Après le long voyage depuis l’Europe pour atteindre l’Araucanie, pas question de résister à l’invite d’une balade dans les environs de la communauté. La tradition de l’accueil est ainsi : partir avant tout à la découverte de l’environnement naturel. Un volcan pour pyramide, une forêt d’arbres géants pour cathédrale, une rivière et le vent ouvrant le dialogue, des caresses faites aux arbres protecteurs. Les portes s’ouvrent sur un autre monde, une autre dimension.
Des échanges sans faux-semblant
Le séjour est ponctué d’échanges sans faux-semblant. La vie dans la communauté se mérite. Corvée de bois, pluches de légumes fraîchement cueillis dans le potager, ravitaillement : mettre la main à la pâte est des plus naturels. La solidarité inhérente à la vie communautaire se traduit par ces travaux partagés, la visite d’un couple âgé isolé, accompagné d’une chicha, cette boisson fermentée traditionnelle à base de coings, de pommes du verger, ou de maïs…violet… Qu’un souci se profile, un cercle de parole est organisé où femmes et hommes, jeunes et aînés échangent sans tabou, en toute égalité, le son de la trutruka, des coups de trompe, ponctuant les bonnes paroles. Marta aime à conter les légendes, Carlos à ouvrir la réflexion sur des sujets plus actuels. De toute façon imaginaire et réalité font bon ménage. On échange sur un rêve de la nuit, autant que sur la découverte incompréhensible dans la rivière - et détestable, aux yeux des Mapuche - d’un saumon géant, au patrimoine génétique modifié, bourré d’antibiotiques, et échappé de la pisciculture voisine. On ne joue pas ici les apprentis-sorciers.
Icalma : une halte mémorielle
Les Mapuche détestent, on les comprend, qu’une cascade sacrée soit privée de son énergie pour en faire de l’électricité qui ne bénéficiera pas à leur territoire. Ils préfèrent s’y rendre pour méditer et lutter, comme à Truful-Truful, une chute d’eau, haut-lieu de l’écotourisme local, qui vient d’être sauvée d’un projet hydroélectrique.
La beauté cache parfois une histoire plus sombre. Sur la route de montagne filant vers Icalma et son lac, Marta invite à une halte mémorielle. D’immenses araucarias abritèrent et nourrirent ici des communautés en fuite, au plus fort de la Pacification de l’Araucanie (1861/1883), la conquête meurtrière des terres Mapuche par les colons. Au sol des grumes blanchies par le temps matérialisent ce souvenir collectif douloureux. Sans Marta, le touriste passerait, sans conscience. Comme il ignorerait le plaisir d’un bain dans les eaux chaudes des thermes rustiques de Molulco, et les bienfaits d’un tel retour à ce qui fut, est, et doit advenir.

- - -

● **Consigne 1**
Repérez dans la liste chaque ligne contenant la chaîne « scarf » et recopiez-la en tenant compte de la casse.

(Enregistrements extraits)
- - -

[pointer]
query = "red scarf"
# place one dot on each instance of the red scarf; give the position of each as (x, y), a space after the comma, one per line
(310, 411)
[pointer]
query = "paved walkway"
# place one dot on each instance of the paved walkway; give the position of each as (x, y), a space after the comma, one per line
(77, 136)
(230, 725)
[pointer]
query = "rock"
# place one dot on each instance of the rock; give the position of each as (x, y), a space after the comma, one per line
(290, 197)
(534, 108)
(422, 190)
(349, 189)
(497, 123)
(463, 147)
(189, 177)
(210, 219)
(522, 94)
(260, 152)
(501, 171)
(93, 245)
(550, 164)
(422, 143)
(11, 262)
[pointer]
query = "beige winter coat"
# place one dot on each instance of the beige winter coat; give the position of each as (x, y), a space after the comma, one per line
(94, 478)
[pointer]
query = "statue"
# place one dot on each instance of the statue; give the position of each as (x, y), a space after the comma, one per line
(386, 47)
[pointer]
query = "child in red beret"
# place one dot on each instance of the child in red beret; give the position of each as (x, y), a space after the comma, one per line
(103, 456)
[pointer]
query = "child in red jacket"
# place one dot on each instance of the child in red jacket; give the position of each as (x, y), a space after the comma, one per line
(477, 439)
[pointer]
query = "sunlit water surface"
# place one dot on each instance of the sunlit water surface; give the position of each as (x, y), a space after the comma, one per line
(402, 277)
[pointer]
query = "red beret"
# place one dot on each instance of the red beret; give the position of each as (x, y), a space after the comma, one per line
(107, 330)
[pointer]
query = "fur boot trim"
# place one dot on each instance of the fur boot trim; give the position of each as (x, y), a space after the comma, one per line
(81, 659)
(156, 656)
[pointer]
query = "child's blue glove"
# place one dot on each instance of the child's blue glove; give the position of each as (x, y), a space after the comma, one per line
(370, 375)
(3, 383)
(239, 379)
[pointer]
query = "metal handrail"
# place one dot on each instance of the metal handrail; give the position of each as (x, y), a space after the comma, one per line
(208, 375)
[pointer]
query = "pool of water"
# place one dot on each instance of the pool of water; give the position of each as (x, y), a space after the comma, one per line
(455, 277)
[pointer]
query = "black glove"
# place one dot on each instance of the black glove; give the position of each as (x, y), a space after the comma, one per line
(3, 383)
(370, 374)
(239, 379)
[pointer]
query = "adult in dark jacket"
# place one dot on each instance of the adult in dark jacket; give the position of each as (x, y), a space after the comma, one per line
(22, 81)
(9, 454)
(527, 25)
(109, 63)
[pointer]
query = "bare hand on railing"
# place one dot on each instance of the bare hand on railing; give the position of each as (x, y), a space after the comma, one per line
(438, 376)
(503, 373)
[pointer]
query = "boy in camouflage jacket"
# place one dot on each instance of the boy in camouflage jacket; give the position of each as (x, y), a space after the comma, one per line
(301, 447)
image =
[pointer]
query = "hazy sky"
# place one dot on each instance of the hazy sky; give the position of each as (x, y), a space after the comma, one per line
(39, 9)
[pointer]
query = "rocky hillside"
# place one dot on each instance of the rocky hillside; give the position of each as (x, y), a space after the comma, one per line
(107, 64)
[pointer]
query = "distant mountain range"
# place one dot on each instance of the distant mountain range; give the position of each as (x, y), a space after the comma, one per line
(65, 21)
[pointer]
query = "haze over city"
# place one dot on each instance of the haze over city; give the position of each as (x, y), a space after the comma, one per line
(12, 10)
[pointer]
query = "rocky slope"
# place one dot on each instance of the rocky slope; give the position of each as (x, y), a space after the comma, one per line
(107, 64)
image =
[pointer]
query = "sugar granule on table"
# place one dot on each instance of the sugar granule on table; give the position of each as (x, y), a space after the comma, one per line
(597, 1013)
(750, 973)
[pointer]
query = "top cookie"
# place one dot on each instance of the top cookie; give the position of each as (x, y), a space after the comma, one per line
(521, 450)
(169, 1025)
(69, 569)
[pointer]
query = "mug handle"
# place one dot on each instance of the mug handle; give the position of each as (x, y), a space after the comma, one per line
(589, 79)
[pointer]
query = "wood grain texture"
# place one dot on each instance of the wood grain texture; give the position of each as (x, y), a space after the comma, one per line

- - -

● **Consigne 2**
D'après le texte sur l'Araucanie, de quelle année à quelle année s'est déroulée la Pacification de l'Araucanie ?

● **Réponse 1**
query = "red scarf"
# place one dot on each instance of the red scarf; give the position of each as (x, y), a space after the comma, one per line

● **Réponse 2**
De 1861 à 1883.